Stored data
_ _ _ _
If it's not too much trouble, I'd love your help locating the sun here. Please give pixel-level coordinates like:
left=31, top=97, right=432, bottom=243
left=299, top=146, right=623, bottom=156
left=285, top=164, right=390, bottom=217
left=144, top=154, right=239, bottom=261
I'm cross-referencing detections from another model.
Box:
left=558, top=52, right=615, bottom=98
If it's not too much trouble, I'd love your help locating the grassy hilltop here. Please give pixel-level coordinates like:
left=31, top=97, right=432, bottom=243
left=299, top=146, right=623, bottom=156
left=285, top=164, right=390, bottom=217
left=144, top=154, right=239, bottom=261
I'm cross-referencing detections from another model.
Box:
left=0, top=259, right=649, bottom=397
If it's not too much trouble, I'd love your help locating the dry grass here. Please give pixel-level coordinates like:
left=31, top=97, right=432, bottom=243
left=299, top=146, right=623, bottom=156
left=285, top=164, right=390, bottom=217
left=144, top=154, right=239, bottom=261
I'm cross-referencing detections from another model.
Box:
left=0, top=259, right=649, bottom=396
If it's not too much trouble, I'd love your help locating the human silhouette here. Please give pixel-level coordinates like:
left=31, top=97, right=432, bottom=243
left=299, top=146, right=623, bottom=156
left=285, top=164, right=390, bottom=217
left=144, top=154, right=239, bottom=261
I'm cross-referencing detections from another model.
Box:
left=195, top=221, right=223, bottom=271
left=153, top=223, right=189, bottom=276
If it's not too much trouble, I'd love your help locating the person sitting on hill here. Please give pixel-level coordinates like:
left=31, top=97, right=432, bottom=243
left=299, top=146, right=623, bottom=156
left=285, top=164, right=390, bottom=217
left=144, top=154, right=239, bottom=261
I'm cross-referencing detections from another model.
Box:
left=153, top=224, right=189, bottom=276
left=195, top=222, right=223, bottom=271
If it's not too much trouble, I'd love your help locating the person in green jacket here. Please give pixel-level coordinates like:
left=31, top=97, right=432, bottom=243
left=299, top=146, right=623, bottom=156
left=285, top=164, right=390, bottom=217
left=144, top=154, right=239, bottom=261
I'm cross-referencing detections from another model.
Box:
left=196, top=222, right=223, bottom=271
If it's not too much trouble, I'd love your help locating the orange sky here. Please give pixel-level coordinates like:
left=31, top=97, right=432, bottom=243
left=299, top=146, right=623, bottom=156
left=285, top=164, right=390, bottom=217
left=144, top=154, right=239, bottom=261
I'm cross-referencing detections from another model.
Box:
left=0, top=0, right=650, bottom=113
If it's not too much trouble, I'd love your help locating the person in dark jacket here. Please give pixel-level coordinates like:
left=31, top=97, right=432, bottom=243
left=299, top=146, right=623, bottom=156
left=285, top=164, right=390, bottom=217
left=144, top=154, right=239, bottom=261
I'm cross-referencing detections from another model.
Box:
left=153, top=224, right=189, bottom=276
_ _ _ _
> **DIRECTION**:
Retype every line of the stored data above without changing anything.

> **EXPECTED ANSWER**:
If it's not too much trouble, I'd love your help locating the sun here. Please give pixel-level coordinates like:
left=31, top=97, right=432, bottom=243
left=299, top=146, right=623, bottom=156
left=285, top=164, right=390, bottom=217
left=144, top=154, right=239, bottom=261
I'm cross-referencing detections from another model.
Box:
left=558, top=52, right=615, bottom=98
If it's not too much trouble, I'd love your help locating the grassy hilltop here. Please give pixel-level coordinates like:
left=31, top=97, right=432, bottom=243
left=299, top=146, right=623, bottom=156
left=285, top=164, right=390, bottom=217
left=144, top=154, right=239, bottom=261
I'm cross-referencing detections from another model.
Box:
left=0, top=259, right=649, bottom=397
If it's not too much trouble, I'd love your help locating the dry grass here. Please give pixel-level coordinates like:
left=31, top=97, right=432, bottom=243
left=299, top=146, right=623, bottom=156
left=285, top=164, right=390, bottom=217
left=144, top=154, right=239, bottom=261
I'm cross-referencing detections from another model.
Box:
left=0, top=259, right=649, bottom=396
If it's not too much trouble, I'd love your help locating the human silhouette here. Please give pixel-level coordinates like:
left=31, top=97, right=432, bottom=243
left=299, top=146, right=623, bottom=156
left=285, top=164, right=390, bottom=217
left=144, top=154, right=239, bottom=261
I'm cross-referencing detections from another model.
Box:
left=195, top=221, right=223, bottom=271
left=153, top=223, right=189, bottom=276
If it's not too much trouble, I'd love your help locating the person sitting on hill here. Please give pixel-level coordinates like:
left=31, top=97, right=432, bottom=243
left=299, top=146, right=623, bottom=156
left=285, top=164, right=390, bottom=217
left=144, top=154, right=239, bottom=261
I'm cross-referencing detections from another model.
Box:
left=153, top=224, right=189, bottom=276
left=195, top=222, right=223, bottom=271
If it's not too much trouble, I'd love your help locating the person in green jacket here. Please give pixel-level coordinates like:
left=31, top=97, right=432, bottom=243
left=299, top=146, right=623, bottom=156
left=285, top=164, right=390, bottom=217
left=144, top=154, right=239, bottom=261
I'm cross-referencing detections from another model.
Box:
left=196, top=222, right=223, bottom=271
If it's not too much trouble, I'd love your help locating the orange sky here. Please give pixel-level coordinates like:
left=31, top=97, right=432, bottom=243
left=299, top=146, right=623, bottom=156
left=285, top=164, right=390, bottom=217
left=144, top=154, right=239, bottom=261
I'm cross-referencing detections from another model.
Box:
left=0, top=0, right=650, bottom=113
If it's not too much trouble, I'd love your help locating the person in dark jacket here. Please give pixel-level coordinates like:
left=31, top=97, right=432, bottom=243
left=299, top=146, right=623, bottom=156
left=285, top=164, right=390, bottom=217
left=144, top=154, right=239, bottom=261
I'm cross-referencing detections from another model.
Box:
left=153, top=224, right=189, bottom=276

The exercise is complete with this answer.